- TASK BRIEF: Transcribe the listing underneath, keeping each word exact and omitting the images.

- EXERCISE DATA:
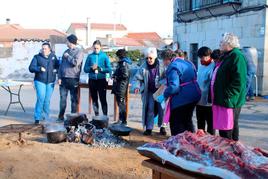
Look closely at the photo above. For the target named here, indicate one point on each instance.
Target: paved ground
(253, 120)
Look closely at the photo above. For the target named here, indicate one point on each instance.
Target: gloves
(160, 98)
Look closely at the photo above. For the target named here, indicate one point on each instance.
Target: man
(45, 66)
(147, 80)
(69, 73)
(120, 83)
(97, 66)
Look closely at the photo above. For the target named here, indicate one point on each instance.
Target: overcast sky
(137, 15)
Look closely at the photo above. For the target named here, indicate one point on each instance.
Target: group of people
(217, 90)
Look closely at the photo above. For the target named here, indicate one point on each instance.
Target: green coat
(230, 82)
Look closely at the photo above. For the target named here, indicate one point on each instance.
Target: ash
(103, 138)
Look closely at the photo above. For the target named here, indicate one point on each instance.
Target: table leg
(115, 109)
(79, 99)
(127, 103)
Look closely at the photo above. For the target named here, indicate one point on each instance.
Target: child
(204, 75)
(120, 83)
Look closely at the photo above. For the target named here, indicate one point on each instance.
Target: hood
(127, 60)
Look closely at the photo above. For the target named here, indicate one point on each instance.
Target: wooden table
(85, 85)
(160, 171)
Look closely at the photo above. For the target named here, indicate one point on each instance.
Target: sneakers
(163, 131)
(147, 132)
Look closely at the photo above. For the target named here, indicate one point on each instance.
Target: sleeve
(238, 78)
(173, 85)
(123, 73)
(107, 68)
(76, 59)
(137, 79)
(87, 67)
(34, 68)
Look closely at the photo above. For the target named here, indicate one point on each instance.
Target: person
(45, 66)
(69, 74)
(147, 81)
(97, 66)
(204, 75)
(121, 82)
(228, 88)
(251, 71)
(183, 91)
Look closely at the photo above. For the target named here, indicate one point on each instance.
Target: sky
(136, 15)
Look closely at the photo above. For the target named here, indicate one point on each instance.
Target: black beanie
(72, 39)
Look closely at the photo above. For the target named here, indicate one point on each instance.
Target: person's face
(166, 62)
(96, 48)
(205, 58)
(46, 50)
(150, 59)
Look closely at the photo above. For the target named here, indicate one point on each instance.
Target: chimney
(7, 21)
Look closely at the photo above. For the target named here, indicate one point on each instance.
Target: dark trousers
(181, 119)
(68, 84)
(98, 89)
(204, 116)
(234, 133)
(121, 102)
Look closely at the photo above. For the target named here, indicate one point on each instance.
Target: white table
(8, 86)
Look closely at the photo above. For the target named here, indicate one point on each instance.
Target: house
(199, 23)
(87, 33)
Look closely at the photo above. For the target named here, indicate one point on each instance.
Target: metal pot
(120, 130)
(100, 122)
(55, 133)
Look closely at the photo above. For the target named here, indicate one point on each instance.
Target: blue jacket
(103, 62)
(178, 73)
(51, 64)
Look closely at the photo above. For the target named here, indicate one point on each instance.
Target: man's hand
(136, 91)
(94, 67)
(43, 69)
(66, 55)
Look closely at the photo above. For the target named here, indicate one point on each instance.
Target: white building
(202, 22)
(87, 33)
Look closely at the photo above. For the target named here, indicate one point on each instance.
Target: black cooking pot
(56, 133)
(120, 130)
(100, 122)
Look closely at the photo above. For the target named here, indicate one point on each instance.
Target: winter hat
(72, 39)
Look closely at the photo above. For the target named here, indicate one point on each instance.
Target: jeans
(150, 112)
(249, 85)
(181, 119)
(43, 94)
(97, 90)
(68, 84)
(233, 133)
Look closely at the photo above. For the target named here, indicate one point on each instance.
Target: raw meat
(218, 152)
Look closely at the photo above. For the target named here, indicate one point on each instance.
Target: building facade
(202, 22)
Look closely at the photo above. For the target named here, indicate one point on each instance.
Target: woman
(120, 83)
(147, 81)
(204, 75)
(228, 87)
(97, 65)
(45, 66)
(183, 90)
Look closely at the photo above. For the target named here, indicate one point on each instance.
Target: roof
(99, 26)
(10, 32)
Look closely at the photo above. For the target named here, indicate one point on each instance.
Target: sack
(167, 111)
(223, 118)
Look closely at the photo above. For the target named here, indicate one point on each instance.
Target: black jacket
(121, 78)
(51, 64)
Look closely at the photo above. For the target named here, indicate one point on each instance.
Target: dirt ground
(38, 159)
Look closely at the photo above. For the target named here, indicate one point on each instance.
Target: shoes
(163, 131)
(147, 132)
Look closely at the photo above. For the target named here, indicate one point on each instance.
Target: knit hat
(72, 39)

- SOLUTION:
Look closely at the photo above. For the target named here, indicate one point on each instance.
Target: paved ground
(253, 120)
Look closely at the photo above. For the target named here, indicate one point on each instance.
Target: gloves
(160, 98)
Look closely at the photo above. For the target named here, indicate one point on each instance.
Target: man
(45, 66)
(147, 80)
(69, 73)
(120, 83)
(97, 66)
Look closely at the photo above. For the target named here, indicate one point on each instance.
Target: overcast sky
(137, 15)
Look closely at the photo above. For the target named here, indicate one point on each instance.
Target: group of people
(217, 90)
Look closely at the photo above. For the target named here, indicate one point on each instance.
Target: green coat
(230, 82)
Look closely at the photo above. For the target named here, indicate one point on each instance.
Target: ash
(103, 138)
Look closely at the photo above. For the target named here, indicate one point on each instance.
Target: table leg
(115, 109)
(79, 99)
(127, 103)
Look closely at the photo above. For the target named here, indicate one point on each instance.
Target: child
(204, 75)
(120, 83)
Look closely at the photo above. For the target named here, indicate one point on each instance.
Target: hood
(127, 60)
Look closely at the photo above. For the target named here, indicate one point on each instance.
Target: wooden table
(85, 85)
(160, 171)
Look closely at the photo above. For the target named here, indicate one point on each instance.
Target: sneakers
(163, 131)
(147, 132)
Look closely at the photo above. For the target named here, indicate one point on each instance.
Target: sleeve
(238, 78)
(173, 85)
(123, 73)
(107, 68)
(76, 59)
(137, 79)
(87, 67)
(34, 68)
Look closely at the photo above. For the target named here, indicate one point on each instance.
Target: person
(45, 66)
(69, 74)
(147, 81)
(97, 66)
(204, 75)
(121, 82)
(228, 88)
(251, 71)
(183, 91)
Look closely at the photo above. For the target named here, indicate one point on each instance.
Target: sky
(136, 15)
Look closely at the photo above. For the target named here, indicate one point on each instance.
Target: black beanie
(72, 39)
Look closely at the photo above. For the target named here, indicate one point on each instance.
Target: person's face
(166, 62)
(96, 48)
(205, 58)
(46, 50)
(150, 59)
Look closely at the photo above. For the target named here, indicate one point on each instance.
Target: chimney
(7, 21)
Look closely at the photo above. For the target named here, indicate one point on each instance.
Target: dark trousers
(181, 119)
(68, 84)
(98, 89)
(204, 116)
(234, 133)
(121, 102)
Look closely at the photo above. For the target named here, indicate one point on each instance.
Target: white table
(8, 86)
Look closely at the photo above. For the target named here, indicate one point on each instance.
Target: house
(199, 23)
(87, 33)
Look closely at the photo above. For the target named here, indicate one point on each instance.
Target: metal pot
(120, 130)
(100, 122)
(55, 133)
Look closely at the photo above. For the target named here, indicate one point on each instance.
Target: blue jacket
(103, 62)
(178, 73)
(51, 64)
Look closely at the photo above. For the target named here, indicate one point on each instance.
Target: man's hand
(136, 91)
(94, 67)
(43, 69)
(66, 55)
Look closely at the photo above. For the target named here, indicate one point on each instance.
Target: white building
(202, 22)
(87, 33)
Look closely at the photo above. For the target named here, indicate one point on each instance.
Target: black cooking pot
(56, 133)
(120, 130)
(100, 122)
Look closely at the photo above. For the target named here, indicate one point on each instance.
Target: winter hat
(72, 39)
Look closely at the photo above. For the target named here, indicate one point on each instance.
Target: jeans
(150, 112)
(249, 85)
(181, 119)
(43, 94)
(97, 90)
(68, 84)
(233, 133)
Look closely at the photo above. For the target named here, indicate one point on each instance.
Target: raw meat
(218, 152)
Look closely at the photo above. For the target named here, indicate one point on each instance.
Target: building facade
(202, 22)
Look closely at the photo above. For the target named here, indicate one point on each instance.
Target: woman
(120, 83)
(147, 81)
(204, 75)
(228, 87)
(97, 65)
(45, 66)
(183, 90)
Look closely at the photo above. For the target named here, indicate one point on each instance.
Target: roof
(99, 26)
(10, 32)
Look closely at the photo above. For the target named here, indicate one point on each instance.
Target: sack
(167, 111)
(223, 118)
Look closely at the photo above. For the target named here, indicate one point on each instance.
Target: black jacket
(121, 78)
(51, 64)
Look closely at the photo above. For the target named here, indicate one point on each instance.
Target: dirt ground
(38, 159)
Look closely at the photo above. For the target named here, indicate one point on each instance.
Target: shoes
(163, 131)
(147, 132)
Look closely at the photo above. For the target named here, indicate one point on each instance.
Target: knit hat
(72, 39)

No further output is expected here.